- Instructions for the task -
Give again every line from the one with "Query: dark storm cloud" through the last line of the data, exactly, and leave out the lines before it.
** Opening Working data block **
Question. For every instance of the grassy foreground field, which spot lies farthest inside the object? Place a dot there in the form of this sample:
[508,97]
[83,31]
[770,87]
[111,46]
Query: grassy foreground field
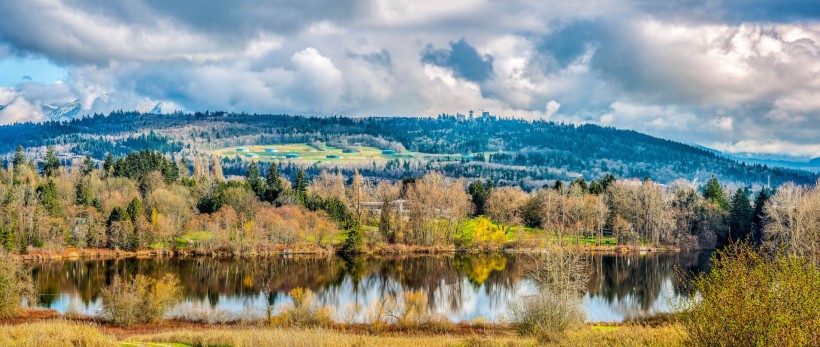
[67,333]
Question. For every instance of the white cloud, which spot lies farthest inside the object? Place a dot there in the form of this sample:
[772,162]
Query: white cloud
[670,71]
[769,147]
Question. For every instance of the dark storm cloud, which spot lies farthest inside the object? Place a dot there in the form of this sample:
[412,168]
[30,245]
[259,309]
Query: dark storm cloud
[713,72]
[737,11]
[462,58]
[227,18]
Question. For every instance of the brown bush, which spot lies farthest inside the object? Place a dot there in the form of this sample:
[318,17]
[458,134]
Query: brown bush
[140,300]
[748,299]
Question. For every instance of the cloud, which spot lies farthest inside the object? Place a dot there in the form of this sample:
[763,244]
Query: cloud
[463,59]
[707,72]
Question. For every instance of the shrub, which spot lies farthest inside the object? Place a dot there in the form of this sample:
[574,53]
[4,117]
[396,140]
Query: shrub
[560,277]
[141,300]
[16,285]
[304,312]
[546,316]
[748,299]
** Closing Working data block **
- Response for this exercise -
Query: dark storm cloud
[713,72]
[737,11]
[462,58]
[227,18]
Question. For every instance of the brown bush, which spot lies farthest inside the object? Place a dot there in the form of this sample:
[318,17]
[458,134]
Query: brown bush
[140,300]
[748,299]
Question. For every instance of the cloud, which spot lies farthest inside the object? Place a dot there in the form of this sample:
[763,244]
Query: cloud
[463,59]
[707,72]
Question. For every instance of the shrub, which spot lies farthest inside the object? Place a dot there in the form of this sample:
[574,53]
[4,117]
[396,140]
Query: shrub
[560,277]
[141,300]
[16,285]
[304,312]
[546,316]
[748,299]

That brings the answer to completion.